WORK REQUIRED >> Return every line of the entries below that contains the string "balcony".

- - -

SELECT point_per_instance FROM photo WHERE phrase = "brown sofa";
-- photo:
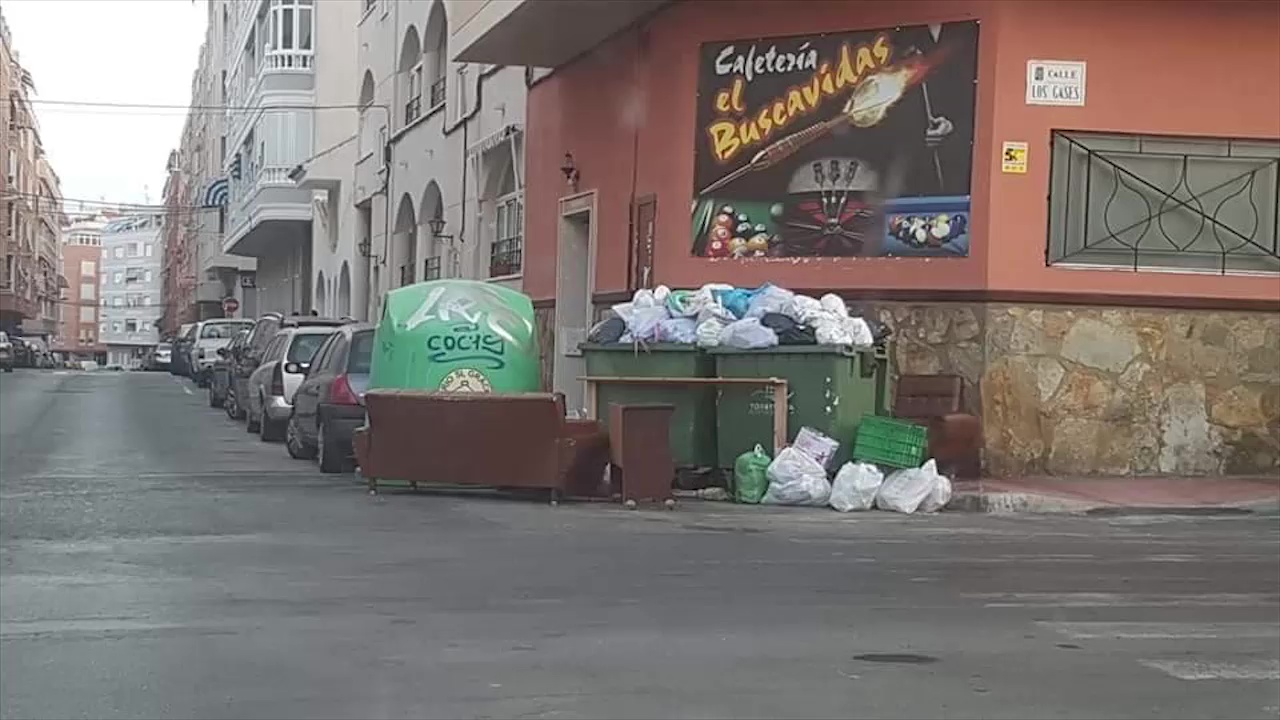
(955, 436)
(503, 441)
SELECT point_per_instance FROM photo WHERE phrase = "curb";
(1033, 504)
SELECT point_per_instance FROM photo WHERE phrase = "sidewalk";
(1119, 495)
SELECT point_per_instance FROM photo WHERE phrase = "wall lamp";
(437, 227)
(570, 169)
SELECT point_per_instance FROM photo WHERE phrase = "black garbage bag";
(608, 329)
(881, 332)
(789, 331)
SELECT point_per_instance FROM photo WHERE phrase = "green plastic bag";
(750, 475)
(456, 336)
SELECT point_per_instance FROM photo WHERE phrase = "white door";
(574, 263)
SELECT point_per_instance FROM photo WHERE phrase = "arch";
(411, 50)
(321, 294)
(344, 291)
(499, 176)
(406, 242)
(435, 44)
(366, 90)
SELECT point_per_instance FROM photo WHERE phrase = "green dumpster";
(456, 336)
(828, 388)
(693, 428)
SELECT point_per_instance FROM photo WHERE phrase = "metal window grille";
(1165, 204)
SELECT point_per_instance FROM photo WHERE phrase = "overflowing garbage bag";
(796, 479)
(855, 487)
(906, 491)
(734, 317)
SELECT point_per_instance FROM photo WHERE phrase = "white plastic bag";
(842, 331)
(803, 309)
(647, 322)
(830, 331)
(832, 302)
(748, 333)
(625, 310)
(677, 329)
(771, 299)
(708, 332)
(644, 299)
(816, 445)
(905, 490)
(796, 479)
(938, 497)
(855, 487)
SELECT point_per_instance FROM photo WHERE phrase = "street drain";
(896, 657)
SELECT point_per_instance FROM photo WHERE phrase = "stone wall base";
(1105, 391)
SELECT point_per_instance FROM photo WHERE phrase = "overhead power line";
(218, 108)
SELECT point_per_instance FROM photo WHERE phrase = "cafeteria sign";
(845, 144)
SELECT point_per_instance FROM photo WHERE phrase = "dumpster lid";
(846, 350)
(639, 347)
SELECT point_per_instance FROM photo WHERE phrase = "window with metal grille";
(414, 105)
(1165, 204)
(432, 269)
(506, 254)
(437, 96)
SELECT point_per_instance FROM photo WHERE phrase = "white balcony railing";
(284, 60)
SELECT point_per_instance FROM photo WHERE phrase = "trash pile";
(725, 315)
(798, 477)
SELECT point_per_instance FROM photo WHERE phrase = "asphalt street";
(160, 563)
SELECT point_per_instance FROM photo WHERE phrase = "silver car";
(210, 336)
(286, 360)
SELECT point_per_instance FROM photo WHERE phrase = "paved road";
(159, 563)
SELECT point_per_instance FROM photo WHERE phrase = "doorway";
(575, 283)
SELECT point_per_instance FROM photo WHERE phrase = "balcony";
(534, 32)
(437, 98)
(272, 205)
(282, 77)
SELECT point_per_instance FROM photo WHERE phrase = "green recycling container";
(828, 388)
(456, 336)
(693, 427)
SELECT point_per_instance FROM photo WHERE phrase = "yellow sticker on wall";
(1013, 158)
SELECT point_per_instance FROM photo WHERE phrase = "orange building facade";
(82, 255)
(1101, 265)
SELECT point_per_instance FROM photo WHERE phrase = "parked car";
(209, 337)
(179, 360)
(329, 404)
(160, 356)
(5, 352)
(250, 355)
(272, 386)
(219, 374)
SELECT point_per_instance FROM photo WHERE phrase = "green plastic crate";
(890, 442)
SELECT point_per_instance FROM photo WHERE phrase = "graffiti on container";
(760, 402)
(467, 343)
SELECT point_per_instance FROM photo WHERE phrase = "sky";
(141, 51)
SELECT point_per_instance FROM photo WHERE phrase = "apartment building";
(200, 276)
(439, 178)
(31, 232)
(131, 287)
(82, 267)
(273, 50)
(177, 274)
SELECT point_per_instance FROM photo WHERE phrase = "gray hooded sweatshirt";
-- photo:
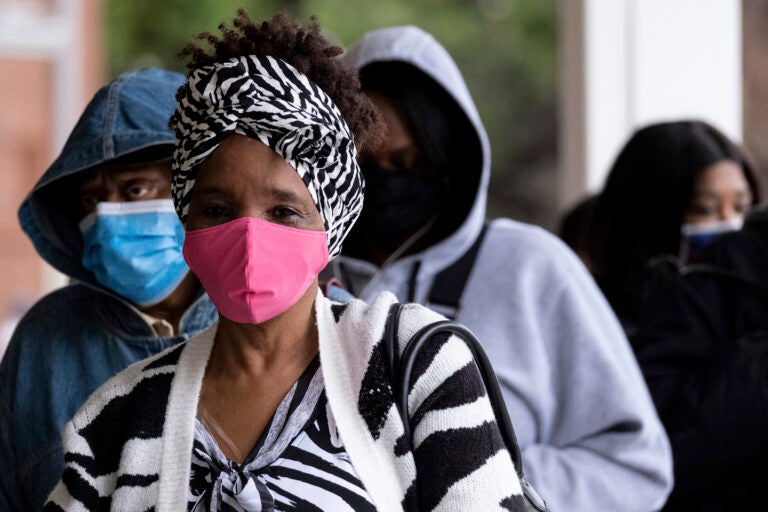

- - -

RESULT >>
SELECT point_per_instance FROM photo WHERE phrase = "white balcony railing";
SELECT point_per_instance FROM photo WHERE phrase = "balcony";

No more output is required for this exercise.